Çocuklara ölüm anlaşılması güç bir hayal gibi gelir. Ölümün manasını çözemez çocuklar. İlk okul ikideyken bir arkadaşıma annesi, "Anneannen artık bir çiçek oldu, bizimle birlikte yaşamayacak" demiş. Ölümü anlayamıyor çocuklar ama çiçekleri biliyorlar. Sonra ilkokul öğretmenimiz çiçek oldu, derken dedim ve anneannem. Çiçek kelimesini nedense ölüm ile bir araya geldi bende.
İnsanların eski ya da yeni arkadaşlarını, tanıdıklarını yanına topladığı Facebook'u uzun süre reddettim. Eylül ayında geldim direncimin sonuna, bir hesap açtım. İlk okuldan, orta okuldan, iş hayatımdan ismini anımsadığım ve hala görüştüklerime davet yolladım. Davetlerimden üç tanesine cevap gelmeyince nasıl kızmışım, ikisi üniversiteden, birisi de orta okul ve lise yıllarımdan üç eski arkadaşıma. Biliyordum bu Facebook meretinin canımı sıkacağını. Üniversiteden arkadaşlarıma "Aferim çok büyük adam olmuşsunuz" yazdım ve engelledim. Tabi ki bu içimi rahatlatmadı. Son yıllarda görüşmemi olsak da liseden arkadaşımla dostluğumuz daha sağlamdı, ona sitem mesajı atmadım sonradan. Bir edebiyat dergisini karıştırırken gördüm ismini, edebiyat dünyasından kaybettiklerimiz yazıyordu isminin üzerinde.
Meğer çiçek olmuş, hem de kaç ay geçmiş.
Huzur içinde yatsın.
Çok güzel izler bıraktı ardında.
İnsan akranlarını kaybedince tuhaf hissediyor bir süre.
Onu Blogspot'a girdiğimden beri tanıyorum. Yazdıkları, bıraktığı yorumlar insan sevgisi ile dolu bir kişinin yazdıklarıydı. Kolayca okunurdu, yazdıkları çala kalem yazılmış, kolay edilmiş kelam gibi dururdu. O derinliğe erişmek, insanlara hep sevgiyle bakabilmek ne kadar zor oysa ki.
Şunları yazmıştı uzun zaman önce "Güzel Sözün Kökü Sabit, Dalları Göktedir" başlıklı yazısında;
"Fincandaki kahveme bir kaşık şeker attığımda şekerin dibe çöküşünü seyrettim bir süre. Alttan üste doğru yok oldu kristal parçacıklar, kaşığın fincanda bir, iki dönüşüyle. Gözden nihan oldu diye, diyemedim 'kayboldu!'. Dedim: 'Karıştı şeker kahvenin özüne, bir oldu, tat oldu içenin damağına'. Demek ki dedim: 'Şeker gibi tatlı olan, düştü mü sulı ve cıvık olan bir şeyin içine, karıştıkça işler özüne, başka bir formatta var olur. Sulu ve cıvık; dönüşür tatlı ve sulu cıvığa'
İnsanoğlu da güzel sözle maya tutar, tatlanır. Ya da acılaşır, ekşileşir çirkin söz ve kötü ve haksız isnatlarla. Ilık havada maya tutar insanoğlu.

---*---

Yönergeler –
a: Metne göre Facebook hesabı hangi ayda açıldı?
b: Metinde "Çocuklara ölüm anlaşılması" ifadesinden başlayıp "araya geldi bende." ifadesi de dahil olmak üzere uzanan bölümü birebir kopyalayın.

Bir veri derlemesinden kayıtlar:
---*---

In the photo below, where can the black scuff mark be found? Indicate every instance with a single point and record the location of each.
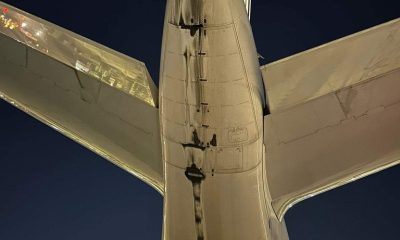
(196, 176)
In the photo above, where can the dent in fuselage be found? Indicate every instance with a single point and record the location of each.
(211, 97)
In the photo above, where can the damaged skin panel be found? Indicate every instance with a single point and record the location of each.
(212, 143)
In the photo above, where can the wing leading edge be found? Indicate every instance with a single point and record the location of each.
(334, 115)
(100, 98)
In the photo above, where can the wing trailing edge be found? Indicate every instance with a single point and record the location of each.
(334, 116)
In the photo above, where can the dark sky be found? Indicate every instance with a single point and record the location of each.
(52, 188)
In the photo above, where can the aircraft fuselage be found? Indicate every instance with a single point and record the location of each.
(211, 111)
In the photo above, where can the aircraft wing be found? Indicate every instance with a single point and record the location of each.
(100, 98)
(335, 114)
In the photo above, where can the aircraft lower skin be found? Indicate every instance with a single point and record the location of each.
(231, 145)
(211, 105)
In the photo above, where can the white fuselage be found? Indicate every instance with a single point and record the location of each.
(211, 111)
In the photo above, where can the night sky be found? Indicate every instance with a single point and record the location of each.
(53, 188)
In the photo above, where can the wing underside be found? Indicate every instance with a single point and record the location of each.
(335, 113)
(102, 99)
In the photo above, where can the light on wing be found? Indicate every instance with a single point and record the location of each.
(93, 95)
(335, 113)
(104, 64)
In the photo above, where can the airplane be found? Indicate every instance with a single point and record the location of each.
(87, 64)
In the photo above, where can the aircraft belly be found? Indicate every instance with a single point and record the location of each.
(211, 103)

---*---

Görev Sonuçları –
a: Eylül ayında.

b:
Çocuklara ölüm anlaşılması güç bir hayal gibi gelir. Ölümün manasını çözemez çocuklar. İlk okul ikideyken bir arkadaşıma annesi, "Anneannen artık bir çiçek oldu, bizimle birlikte yaşamayacak" demiş. Ölümü anlayamıyor çocuklar ama çiçekleri biliyorlar. Sonra ilkokul öğretmenimiz çiçek oldu, derken dedim ve anneannem. Çiçek kelimesini nedense ölüm ile bir araya geldi bende.